= Material for this exercise =
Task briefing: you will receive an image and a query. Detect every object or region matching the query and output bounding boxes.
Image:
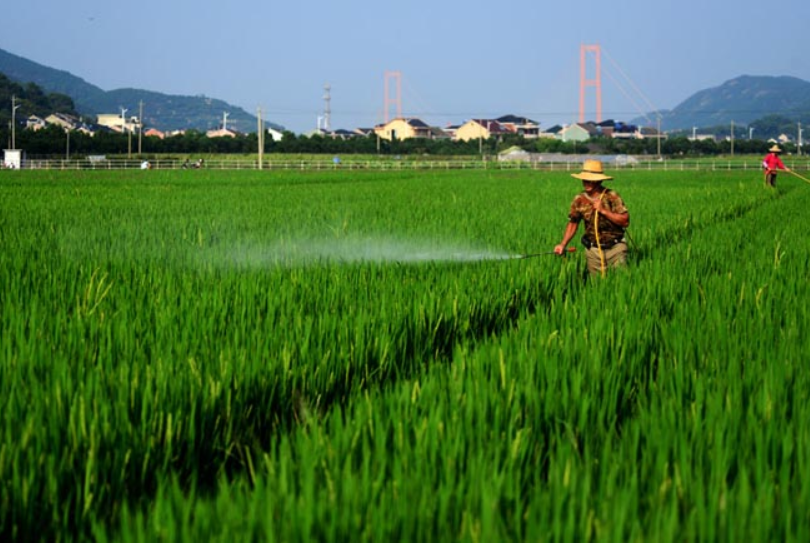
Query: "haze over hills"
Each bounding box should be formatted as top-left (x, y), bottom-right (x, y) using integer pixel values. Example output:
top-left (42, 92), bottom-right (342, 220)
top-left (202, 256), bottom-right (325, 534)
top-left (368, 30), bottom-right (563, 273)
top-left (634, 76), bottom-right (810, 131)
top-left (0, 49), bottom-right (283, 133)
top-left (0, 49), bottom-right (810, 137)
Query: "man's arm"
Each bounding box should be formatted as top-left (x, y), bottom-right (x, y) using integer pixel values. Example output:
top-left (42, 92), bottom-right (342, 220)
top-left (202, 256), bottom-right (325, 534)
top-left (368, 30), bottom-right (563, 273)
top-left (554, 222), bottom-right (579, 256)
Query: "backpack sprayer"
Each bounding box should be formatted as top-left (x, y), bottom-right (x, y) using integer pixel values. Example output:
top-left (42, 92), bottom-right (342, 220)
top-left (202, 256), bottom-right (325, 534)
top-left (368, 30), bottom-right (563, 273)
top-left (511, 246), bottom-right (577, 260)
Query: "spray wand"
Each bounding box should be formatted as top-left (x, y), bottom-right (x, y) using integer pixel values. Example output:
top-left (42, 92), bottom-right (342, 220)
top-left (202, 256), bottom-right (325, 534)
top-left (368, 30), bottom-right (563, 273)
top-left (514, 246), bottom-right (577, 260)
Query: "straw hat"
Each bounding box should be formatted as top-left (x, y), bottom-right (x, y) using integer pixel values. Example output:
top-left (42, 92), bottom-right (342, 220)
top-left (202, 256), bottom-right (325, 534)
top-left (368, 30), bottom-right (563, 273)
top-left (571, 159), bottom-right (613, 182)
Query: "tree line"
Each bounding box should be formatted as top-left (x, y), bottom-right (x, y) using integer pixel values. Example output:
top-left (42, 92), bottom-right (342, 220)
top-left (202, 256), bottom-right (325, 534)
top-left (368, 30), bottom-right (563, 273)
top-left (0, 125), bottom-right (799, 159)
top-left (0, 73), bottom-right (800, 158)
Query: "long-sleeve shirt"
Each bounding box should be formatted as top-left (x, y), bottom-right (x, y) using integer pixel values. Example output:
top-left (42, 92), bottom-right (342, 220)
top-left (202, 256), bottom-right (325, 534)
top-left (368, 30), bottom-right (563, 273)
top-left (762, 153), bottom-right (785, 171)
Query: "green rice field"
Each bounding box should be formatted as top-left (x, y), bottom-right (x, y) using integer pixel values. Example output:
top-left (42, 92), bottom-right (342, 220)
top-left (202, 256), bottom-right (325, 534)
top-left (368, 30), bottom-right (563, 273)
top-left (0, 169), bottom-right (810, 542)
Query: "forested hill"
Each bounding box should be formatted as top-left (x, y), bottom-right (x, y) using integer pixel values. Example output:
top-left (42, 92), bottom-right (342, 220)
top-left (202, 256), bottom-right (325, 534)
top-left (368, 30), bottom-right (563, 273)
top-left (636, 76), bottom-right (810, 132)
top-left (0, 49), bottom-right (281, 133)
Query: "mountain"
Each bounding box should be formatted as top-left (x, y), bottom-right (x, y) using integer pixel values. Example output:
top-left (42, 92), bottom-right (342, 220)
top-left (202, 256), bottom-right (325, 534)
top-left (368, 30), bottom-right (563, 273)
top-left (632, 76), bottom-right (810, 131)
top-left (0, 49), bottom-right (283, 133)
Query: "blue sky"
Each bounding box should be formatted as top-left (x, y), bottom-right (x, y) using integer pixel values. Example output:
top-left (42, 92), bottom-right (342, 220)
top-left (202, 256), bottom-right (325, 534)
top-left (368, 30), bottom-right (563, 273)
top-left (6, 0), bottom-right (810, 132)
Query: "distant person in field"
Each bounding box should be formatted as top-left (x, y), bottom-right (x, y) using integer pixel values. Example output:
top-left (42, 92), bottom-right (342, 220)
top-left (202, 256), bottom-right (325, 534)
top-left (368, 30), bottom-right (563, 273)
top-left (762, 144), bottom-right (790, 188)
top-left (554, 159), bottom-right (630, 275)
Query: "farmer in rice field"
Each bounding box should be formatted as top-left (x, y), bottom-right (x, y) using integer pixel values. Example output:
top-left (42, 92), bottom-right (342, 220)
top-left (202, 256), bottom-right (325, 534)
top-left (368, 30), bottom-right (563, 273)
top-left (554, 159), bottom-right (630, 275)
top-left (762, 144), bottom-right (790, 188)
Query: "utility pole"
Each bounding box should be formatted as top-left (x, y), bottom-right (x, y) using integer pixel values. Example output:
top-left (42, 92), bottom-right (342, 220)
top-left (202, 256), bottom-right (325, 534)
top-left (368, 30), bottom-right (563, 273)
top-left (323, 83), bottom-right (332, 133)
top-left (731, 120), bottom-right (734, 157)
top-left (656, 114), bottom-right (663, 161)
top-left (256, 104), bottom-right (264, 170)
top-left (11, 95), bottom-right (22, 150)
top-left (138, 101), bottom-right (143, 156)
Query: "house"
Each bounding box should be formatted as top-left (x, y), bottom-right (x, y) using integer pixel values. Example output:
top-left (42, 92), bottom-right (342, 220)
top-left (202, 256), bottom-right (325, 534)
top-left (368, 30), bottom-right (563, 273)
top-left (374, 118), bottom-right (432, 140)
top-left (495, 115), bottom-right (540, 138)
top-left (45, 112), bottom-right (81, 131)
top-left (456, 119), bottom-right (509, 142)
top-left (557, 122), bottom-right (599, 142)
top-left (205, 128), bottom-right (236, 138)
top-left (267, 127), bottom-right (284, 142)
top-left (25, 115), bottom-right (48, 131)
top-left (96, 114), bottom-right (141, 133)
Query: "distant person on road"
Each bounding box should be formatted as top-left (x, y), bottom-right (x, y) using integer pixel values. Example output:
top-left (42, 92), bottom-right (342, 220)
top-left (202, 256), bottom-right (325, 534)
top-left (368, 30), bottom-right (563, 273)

= The exercise =
Give every line of the rows above as a numbered list, skipping blank lines and leaving out the pictures.

= The answer =
1. Task briefing: you will receive an image and a query. Detect every object or region matching the query and output bounding boxes.
2. Image:
3. Query: "haze over hills"
4. Each bounding box should be formatted as top-left (x, y), bottom-right (x, y) using integer pixel values. Example output:
5. top-left (42, 92), bottom-right (342, 220)
6. top-left (202, 256), bottom-right (325, 534)
7. top-left (368, 30), bottom-right (563, 273)
8. top-left (634, 76), bottom-right (810, 131)
9. top-left (0, 49), bottom-right (283, 133)
10. top-left (0, 49), bottom-right (810, 137)
11. Query: "man's arm"
12. Each bounding box should be formatted as top-left (x, y), bottom-right (x, y) using integer pixel values. Example output:
13. top-left (42, 92), bottom-right (342, 220)
14. top-left (202, 256), bottom-right (325, 534)
15. top-left (368, 30), bottom-right (563, 273)
16. top-left (554, 222), bottom-right (579, 256)
17. Query: "backpack sprayer"
18. Each bounding box should be formatted as top-left (x, y), bottom-right (x, y) using integer pixel values. Example output:
19. top-left (42, 92), bottom-right (342, 220)
20. top-left (202, 256), bottom-right (325, 534)
21. top-left (368, 30), bottom-right (563, 273)
22. top-left (511, 246), bottom-right (577, 260)
23. Query: "spray wand"
24. Each bounding box should be formatted as top-left (x, y), bottom-right (x, y) using integer pixel values. Example output:
25. top-left (42, 92), bottom-right (342, 220)
26. top-left (202, 256), bottom-right (325, 534)
27. top-left (368, 30), bottom-right (563, 273)
28. top-left (514, 246), bottom-right (577, 260)
29. Query: "straw hat"
30. Each bounding box should be formatted as top-left (x, y), bottom-right (x, y) using integer pixel values. Example output:
31. top-left (42, 92), bottom-right (342, 220)
32. top-left (202, 256), bottom-right (325, 534)
33. top-left (368, 30), bottom-right (563, 273)
34. top-left (571, 159), bottom-right (613, 182)
35. Query: "tree line"
36. Each bounding box should be formatted as top-left (x, y), bottom-right (x, y) using integer pixel values. Example output:
37. top-left (42, 92), bottom-right (342, 220)
38. top-left (202, 256), bottom-right (325, 534)
39. top-left (368, 30), bottom-right (563, 273)
40. top-left (0, 125), bottom-right (799, 159)
41. top-left (0, 73), bottom-right (800, 158)
42. Query: "long-sleeve shirt"
43. Each bounding box should be formatted as top-left (x, y), bottom-right (x, y) using integer pixel values. Example output:
44. top-left (42, 92), bottom-right (342, 220)
45. top-left (202, 256), bottom-right (325, 534)
46. top-left (368, 30), bottom-right (563, 273)
47. top-left (762, 153), bottom-right (785, 171)
48. Query: "green rice field"
49. Each bounding box should be formatted as top-left (x, y), bottom-right (x, y) using integer pixel values. Example output:
50. top-left (42, 92), bottom-right (342, 220)
51. top-left (202, 256), bottom-right (325, 534)
52. top-left (368, 30), bottom-right (563, 273)
53. top-left (0, 169), bottom-right (810, 542)
54. Query: "forested hill"
55. Each bounding box should be formatted as top-left (x, y), bottom-right (x, y) using integer pixel values. Example output:
56. top-left (42, 92), bottom-right (342, 220)
57. top-left (202, 256), bottom-right (325, 534)
58. top-left (368, 30), bottom-right (563, 273)
59. top-left (636, 76), bottom-right (810, 132)
60. top-left (0, 49), bottom-right (281, 133)
61. Query: "mountain"
62. Each bounding box should be formatted as top-left (x, y), bottom-right (x, y) using integer pixel values. Example output:
63. top-left (42, 92), bottom-right (342, 220)
64. top-left (202, 256), bottom-right (325, 534)
65. top-left (368, 30), bottom-right (563, 273)
66. top-left (632, 76), bottom-right (810, 131)
67. top-left (0, 49), bottom-right (283, 133)
68. Query: "blue sky"
69. Each bounding box should be formatted as top-left (x, y), bottom-right (x, y) using integer pixel values. Example output:
70. top-left (42, 92), bottom-right (342, 220)
71. top-left (202, 256), bottom-right (325, 534)
72. top-left (368, 30), bottom-right (563, 273)
73. top-left (6, 0), bottom-right (810, 132)
74. Query: "distant person in field"
75. Each bounding box should be formatted as top-left (x, y), bottom-right (x, y) using integer pixel values. Example output:
76. top-left (42, 92), bottom-right (342, 220)
77. top-left (202, 256), bottom-right (325, 534)
78. top-left (368, 30), bottom-right (563, 273)
79. top-left (762, 144), bottom-right (790, 188)
80. top-left (554, 159), bottom-right (630, 275)
81. Query: "farmer in rice field"
82. Each bounding box should be formatted as top-left (x, y), bottom-right (x, y) using integer pixel values. Example output:
83. top-left (42, 92), bottom-right (342, 220)
84. top-left (202, 256), bottom-right (325, 534)
85. top-left (368, 30), bottom-right (563, 273)
86. top-left (554, 159), bottom-right (630, 275)
87. top-left (762, 144), bottom-right (790, 188)
88. Query: "utility pole"
89. Each bounding box should be formatted as top-left (x, y), bottom-right (x, y) using integer pixel values. Example output:
90. top-left (42, 92), bottom-right (342, 220)
91. top-left (202, 256), bottom-right (325, 534)
92. top-left (368, 30), bottom-right (563, 273)
93. top-left (323, 83), bottom-right (332, 133)
94. top-left (731, 120), bottom-right (734, 157)
95. top-left (656, 114), bottom-right (663, 161)
96. top-left (256, 104), bottom-right (264, 170)
97. top-left (11, 95), bottom-right (22, 150)
98. top-left (138, 101), bottom-right (143, 156)
99. Query: "house"
100. Each bounding box should be formatted as top-left (x, y), bottom-right (x, y) using integer pixel values. Example output:
101. top-left (42, 92), bottom-right (342, 220)
102. top-left (202, 256), bottom-right (325, 534)
103. top-left (368, 30), bottom-right (563, 273)
104. top-left (374, 118), bottom-right (432, 140)
105. top-left (495, 115), bottom-right (540, 138)
106. top-left (45, 112), bottom-right (81, 131)
107. top-left (456, 119), bottom-right (509, 142)
108. top-left (557, 122), bottom-right (599, 142)
109. top-left (205, 128), bottom-right (236, 138)
110. top-left (267, 127), bottom-right (284, 142)
111. top-left (25, 115), bottom-right (48, 131)
112. top-left (96, 114), bottom-right (141, 133)
113. Query: "distant person on road"
114. Each bounding box should be formatted as top-left (x, y), bottom-right (x, y) using integer pixel values. Example output:
115. top-left (42, 92), bottom-right (342, 220)
116. top-left (202, 256), bottom-right (325, 534)
117. top-left (368, 30), bottom-right (563, 273)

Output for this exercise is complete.